→ **TASK BRIEF**: Would you please output the lines from the one holding "positive clicks: (389, 147) (383, 154)" to the end of the entries, exactly and with no others?

##### GIVEN RECORDS #####

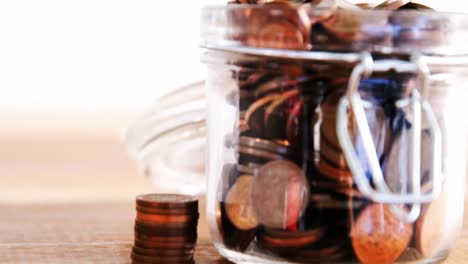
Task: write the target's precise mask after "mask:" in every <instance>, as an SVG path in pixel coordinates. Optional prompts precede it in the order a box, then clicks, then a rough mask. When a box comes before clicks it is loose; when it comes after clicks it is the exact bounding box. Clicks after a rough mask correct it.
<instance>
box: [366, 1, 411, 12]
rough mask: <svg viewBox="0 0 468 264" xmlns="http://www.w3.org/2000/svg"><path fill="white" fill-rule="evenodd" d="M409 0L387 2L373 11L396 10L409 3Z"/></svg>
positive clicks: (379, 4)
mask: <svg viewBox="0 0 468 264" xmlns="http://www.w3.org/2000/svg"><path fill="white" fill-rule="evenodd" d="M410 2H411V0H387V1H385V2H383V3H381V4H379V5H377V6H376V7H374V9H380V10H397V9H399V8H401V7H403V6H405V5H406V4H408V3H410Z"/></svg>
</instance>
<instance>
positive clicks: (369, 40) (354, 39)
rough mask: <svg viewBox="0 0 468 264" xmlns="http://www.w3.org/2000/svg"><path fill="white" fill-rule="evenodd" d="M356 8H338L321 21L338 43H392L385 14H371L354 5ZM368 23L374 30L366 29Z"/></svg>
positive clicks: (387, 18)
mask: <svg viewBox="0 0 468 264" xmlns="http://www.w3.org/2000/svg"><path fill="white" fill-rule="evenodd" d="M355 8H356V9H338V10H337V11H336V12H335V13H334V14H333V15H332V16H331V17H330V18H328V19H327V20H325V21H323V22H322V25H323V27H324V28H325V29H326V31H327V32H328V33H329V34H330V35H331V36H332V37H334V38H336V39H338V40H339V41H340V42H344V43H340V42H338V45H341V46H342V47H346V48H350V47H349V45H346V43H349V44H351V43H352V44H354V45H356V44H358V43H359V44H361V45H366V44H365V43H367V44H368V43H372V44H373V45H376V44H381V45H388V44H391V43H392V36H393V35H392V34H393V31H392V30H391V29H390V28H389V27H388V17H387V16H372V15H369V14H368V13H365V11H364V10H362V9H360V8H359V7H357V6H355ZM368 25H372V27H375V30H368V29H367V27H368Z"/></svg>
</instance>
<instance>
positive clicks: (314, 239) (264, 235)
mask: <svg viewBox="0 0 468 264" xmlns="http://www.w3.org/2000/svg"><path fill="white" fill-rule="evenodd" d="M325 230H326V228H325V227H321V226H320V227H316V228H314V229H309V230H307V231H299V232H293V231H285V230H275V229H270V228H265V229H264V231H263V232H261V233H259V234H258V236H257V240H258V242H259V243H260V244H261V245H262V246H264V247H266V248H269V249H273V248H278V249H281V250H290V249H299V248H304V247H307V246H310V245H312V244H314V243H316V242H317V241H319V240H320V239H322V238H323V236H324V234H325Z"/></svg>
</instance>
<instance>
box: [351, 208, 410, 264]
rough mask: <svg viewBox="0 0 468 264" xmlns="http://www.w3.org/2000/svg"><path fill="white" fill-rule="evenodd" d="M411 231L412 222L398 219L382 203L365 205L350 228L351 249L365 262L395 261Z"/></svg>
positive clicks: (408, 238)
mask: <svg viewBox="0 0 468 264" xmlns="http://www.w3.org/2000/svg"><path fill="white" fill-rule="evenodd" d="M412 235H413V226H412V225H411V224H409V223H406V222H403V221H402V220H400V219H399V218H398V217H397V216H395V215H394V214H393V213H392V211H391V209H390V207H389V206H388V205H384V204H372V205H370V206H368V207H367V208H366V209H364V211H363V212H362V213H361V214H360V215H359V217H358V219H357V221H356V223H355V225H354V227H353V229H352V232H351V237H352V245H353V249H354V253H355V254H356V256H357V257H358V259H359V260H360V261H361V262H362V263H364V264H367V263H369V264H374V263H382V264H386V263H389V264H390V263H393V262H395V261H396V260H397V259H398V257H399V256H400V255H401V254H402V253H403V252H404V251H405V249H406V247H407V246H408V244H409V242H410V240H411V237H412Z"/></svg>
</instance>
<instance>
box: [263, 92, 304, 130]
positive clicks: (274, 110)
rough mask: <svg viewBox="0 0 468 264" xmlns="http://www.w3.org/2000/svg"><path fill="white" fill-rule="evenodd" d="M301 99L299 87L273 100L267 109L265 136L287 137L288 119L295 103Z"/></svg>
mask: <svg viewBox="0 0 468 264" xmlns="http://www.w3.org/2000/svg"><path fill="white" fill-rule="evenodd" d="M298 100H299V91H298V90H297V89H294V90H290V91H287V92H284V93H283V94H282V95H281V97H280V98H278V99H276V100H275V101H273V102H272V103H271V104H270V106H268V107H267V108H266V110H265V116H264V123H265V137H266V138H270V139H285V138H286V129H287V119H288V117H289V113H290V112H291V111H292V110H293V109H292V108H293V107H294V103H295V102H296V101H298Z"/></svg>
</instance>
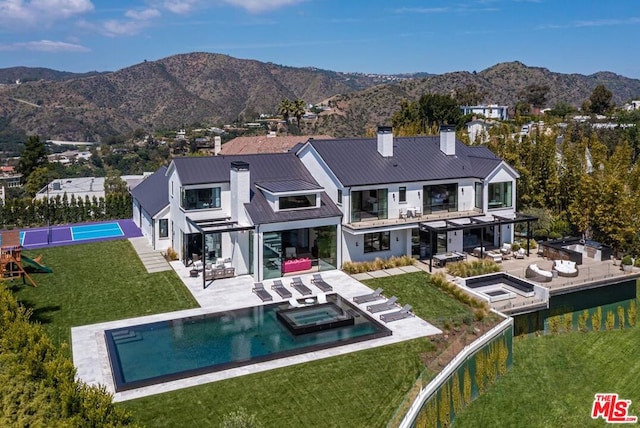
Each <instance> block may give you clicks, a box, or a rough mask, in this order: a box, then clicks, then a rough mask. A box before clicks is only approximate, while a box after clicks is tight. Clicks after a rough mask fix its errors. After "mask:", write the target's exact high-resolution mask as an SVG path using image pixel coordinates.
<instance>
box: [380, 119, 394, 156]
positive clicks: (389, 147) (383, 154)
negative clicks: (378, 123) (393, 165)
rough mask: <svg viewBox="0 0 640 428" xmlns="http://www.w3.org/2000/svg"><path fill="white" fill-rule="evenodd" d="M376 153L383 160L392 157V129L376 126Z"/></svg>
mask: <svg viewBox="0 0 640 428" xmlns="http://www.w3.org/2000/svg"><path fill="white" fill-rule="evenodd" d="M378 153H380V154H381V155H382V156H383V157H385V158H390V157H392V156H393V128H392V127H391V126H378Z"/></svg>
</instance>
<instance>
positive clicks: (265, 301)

#####

→ **TASK OUTPUT**:
positive clicks: (389, 147) (383, 154)
negative clicks: (378, 123) (393, 165)
rough mask: <svg viewBox="0 0 640 428" xmlns="http://www.w3.org/2000/svg"><path fill="white" fill-rule="evenodd" d="M376 153L383 160L392 157V129L376 126Z"/></svg>
mask: <svg viewBox="0 0 640 428" xmlns="http://www.w3.org/2000/svg"><path fill="white" fill-rule="evenodd" d="M378 153H380V154H381V155H382V156H383V157H385V158H390V157H392V156H393V128H392V127H391V126H378Z"/></svg>
</instance>
<instance>
positive clicks: (265, 301)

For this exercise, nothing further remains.